- Opening Delimiter -

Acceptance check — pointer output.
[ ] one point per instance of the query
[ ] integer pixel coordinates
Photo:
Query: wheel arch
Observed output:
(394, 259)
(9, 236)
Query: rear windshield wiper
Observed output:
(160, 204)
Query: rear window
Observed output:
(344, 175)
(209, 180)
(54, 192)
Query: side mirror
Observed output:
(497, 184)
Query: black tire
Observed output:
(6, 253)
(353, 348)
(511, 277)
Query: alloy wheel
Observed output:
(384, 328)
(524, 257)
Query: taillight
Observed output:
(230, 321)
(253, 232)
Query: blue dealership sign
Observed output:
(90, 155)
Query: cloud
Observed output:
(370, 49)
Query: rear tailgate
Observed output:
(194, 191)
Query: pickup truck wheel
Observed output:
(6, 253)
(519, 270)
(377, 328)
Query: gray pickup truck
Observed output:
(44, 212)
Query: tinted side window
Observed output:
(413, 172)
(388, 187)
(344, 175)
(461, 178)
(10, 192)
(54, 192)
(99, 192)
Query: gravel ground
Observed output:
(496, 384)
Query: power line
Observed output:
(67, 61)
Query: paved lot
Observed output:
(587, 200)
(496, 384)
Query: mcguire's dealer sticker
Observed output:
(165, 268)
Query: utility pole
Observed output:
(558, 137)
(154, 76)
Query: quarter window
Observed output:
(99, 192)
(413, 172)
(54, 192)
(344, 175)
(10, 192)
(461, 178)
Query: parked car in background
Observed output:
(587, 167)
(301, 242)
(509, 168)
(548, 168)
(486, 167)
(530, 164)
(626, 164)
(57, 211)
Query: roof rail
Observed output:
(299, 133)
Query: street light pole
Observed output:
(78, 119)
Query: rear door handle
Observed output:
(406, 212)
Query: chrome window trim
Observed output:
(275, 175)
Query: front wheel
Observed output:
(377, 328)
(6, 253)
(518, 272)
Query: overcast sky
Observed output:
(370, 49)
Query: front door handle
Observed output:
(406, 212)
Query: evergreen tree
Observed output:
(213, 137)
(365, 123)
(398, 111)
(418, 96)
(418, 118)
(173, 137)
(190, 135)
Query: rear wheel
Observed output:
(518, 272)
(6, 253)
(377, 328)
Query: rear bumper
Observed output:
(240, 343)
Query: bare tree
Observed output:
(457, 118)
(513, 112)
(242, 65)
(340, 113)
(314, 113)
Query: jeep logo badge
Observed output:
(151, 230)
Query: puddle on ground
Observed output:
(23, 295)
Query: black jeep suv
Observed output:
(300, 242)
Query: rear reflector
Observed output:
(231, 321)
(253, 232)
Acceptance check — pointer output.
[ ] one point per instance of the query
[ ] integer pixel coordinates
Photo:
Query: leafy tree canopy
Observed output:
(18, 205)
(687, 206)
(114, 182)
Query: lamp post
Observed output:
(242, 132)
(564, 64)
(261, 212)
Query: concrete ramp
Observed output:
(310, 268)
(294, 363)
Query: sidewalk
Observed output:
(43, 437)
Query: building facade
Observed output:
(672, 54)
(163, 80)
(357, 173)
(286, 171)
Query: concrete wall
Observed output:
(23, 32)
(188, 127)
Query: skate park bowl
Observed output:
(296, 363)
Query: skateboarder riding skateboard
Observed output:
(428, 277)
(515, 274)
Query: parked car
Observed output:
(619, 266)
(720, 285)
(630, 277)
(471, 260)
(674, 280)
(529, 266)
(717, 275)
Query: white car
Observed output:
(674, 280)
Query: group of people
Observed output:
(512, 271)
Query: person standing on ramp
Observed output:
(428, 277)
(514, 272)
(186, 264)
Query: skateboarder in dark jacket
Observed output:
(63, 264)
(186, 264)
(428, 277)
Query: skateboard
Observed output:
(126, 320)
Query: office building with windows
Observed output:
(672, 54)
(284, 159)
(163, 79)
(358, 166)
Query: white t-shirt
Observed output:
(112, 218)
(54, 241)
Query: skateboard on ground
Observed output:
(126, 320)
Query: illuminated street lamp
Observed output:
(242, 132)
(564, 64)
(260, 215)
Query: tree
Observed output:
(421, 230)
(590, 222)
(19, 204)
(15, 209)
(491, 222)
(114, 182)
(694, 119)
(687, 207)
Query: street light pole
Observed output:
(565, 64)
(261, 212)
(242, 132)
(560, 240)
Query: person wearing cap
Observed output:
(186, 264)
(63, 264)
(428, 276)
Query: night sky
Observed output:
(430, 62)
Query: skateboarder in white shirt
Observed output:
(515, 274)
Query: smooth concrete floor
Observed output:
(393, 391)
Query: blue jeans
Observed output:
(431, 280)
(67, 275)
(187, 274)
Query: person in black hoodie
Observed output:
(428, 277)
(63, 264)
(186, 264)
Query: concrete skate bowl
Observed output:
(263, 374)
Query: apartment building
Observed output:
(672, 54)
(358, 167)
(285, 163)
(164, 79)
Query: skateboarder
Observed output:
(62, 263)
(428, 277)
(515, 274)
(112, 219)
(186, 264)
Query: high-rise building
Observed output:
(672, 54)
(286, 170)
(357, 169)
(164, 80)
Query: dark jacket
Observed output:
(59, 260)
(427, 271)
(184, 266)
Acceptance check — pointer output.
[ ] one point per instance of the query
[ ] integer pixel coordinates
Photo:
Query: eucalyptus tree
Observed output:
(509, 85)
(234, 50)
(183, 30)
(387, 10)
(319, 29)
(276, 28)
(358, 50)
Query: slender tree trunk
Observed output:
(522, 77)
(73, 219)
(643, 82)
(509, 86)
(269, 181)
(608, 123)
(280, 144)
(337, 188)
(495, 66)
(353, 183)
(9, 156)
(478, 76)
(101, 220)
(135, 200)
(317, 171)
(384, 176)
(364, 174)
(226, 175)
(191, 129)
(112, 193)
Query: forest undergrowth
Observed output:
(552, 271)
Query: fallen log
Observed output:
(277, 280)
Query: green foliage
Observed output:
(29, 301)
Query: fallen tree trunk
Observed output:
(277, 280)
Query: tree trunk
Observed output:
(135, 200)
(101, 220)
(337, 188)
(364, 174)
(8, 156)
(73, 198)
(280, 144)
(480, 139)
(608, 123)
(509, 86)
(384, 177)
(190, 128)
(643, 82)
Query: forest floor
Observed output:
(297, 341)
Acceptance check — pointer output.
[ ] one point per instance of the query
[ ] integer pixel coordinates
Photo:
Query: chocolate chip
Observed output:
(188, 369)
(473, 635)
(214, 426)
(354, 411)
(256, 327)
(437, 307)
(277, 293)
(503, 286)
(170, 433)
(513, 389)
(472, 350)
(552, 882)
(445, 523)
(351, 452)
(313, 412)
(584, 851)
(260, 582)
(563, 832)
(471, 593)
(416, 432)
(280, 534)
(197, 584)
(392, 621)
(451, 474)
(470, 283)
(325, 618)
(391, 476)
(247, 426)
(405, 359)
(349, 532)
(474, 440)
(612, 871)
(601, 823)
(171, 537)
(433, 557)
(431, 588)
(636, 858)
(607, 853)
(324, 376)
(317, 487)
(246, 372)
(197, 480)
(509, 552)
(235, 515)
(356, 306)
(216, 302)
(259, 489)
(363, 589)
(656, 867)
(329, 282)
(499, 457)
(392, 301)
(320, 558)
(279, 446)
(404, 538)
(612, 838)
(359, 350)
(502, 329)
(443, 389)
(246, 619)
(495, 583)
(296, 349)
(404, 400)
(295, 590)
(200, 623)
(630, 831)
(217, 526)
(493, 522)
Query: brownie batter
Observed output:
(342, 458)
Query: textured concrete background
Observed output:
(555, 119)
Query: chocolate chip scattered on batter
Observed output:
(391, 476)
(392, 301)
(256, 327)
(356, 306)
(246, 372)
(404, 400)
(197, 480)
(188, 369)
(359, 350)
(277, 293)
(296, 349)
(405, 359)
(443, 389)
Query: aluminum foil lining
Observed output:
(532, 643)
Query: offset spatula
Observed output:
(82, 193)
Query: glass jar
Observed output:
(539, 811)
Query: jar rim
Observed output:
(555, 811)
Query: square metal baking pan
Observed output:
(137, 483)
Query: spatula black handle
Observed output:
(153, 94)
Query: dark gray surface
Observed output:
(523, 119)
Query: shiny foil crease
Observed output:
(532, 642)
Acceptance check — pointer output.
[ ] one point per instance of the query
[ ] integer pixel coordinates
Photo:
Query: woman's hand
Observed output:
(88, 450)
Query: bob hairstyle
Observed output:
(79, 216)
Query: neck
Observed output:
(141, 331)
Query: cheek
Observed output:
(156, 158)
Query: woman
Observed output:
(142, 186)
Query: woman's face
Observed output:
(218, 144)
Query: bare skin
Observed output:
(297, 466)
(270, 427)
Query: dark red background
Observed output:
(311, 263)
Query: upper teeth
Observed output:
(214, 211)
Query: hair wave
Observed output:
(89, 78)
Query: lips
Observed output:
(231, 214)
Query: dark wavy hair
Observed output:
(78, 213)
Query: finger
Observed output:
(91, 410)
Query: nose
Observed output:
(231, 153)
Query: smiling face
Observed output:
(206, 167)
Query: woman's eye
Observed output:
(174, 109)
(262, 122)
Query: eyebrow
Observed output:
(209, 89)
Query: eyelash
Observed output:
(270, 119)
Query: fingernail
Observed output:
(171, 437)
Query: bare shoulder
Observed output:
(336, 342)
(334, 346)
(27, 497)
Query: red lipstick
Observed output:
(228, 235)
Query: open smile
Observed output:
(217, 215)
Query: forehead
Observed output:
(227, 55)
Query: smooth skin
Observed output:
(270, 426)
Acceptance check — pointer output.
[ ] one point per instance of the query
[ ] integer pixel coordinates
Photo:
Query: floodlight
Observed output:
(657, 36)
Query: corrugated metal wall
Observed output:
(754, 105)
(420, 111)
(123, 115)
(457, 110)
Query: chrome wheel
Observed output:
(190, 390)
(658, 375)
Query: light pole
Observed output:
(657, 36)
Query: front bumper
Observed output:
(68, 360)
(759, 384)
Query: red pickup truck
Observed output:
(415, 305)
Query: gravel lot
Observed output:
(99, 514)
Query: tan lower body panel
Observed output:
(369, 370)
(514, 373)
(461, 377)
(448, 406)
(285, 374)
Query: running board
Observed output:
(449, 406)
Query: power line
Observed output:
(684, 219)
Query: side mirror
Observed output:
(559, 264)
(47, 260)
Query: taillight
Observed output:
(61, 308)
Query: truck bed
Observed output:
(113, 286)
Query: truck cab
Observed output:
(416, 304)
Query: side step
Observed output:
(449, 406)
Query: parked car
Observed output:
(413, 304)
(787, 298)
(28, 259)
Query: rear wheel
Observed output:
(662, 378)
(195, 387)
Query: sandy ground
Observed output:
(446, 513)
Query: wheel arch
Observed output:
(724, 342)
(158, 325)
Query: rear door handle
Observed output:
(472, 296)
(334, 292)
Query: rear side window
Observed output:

- Closing Delimiter -

Exercise instructions:
From the records above, pick out and copy each line holding the word "floor".

Response to the exercise:
Query: smooth concrete floor
Query: forest floor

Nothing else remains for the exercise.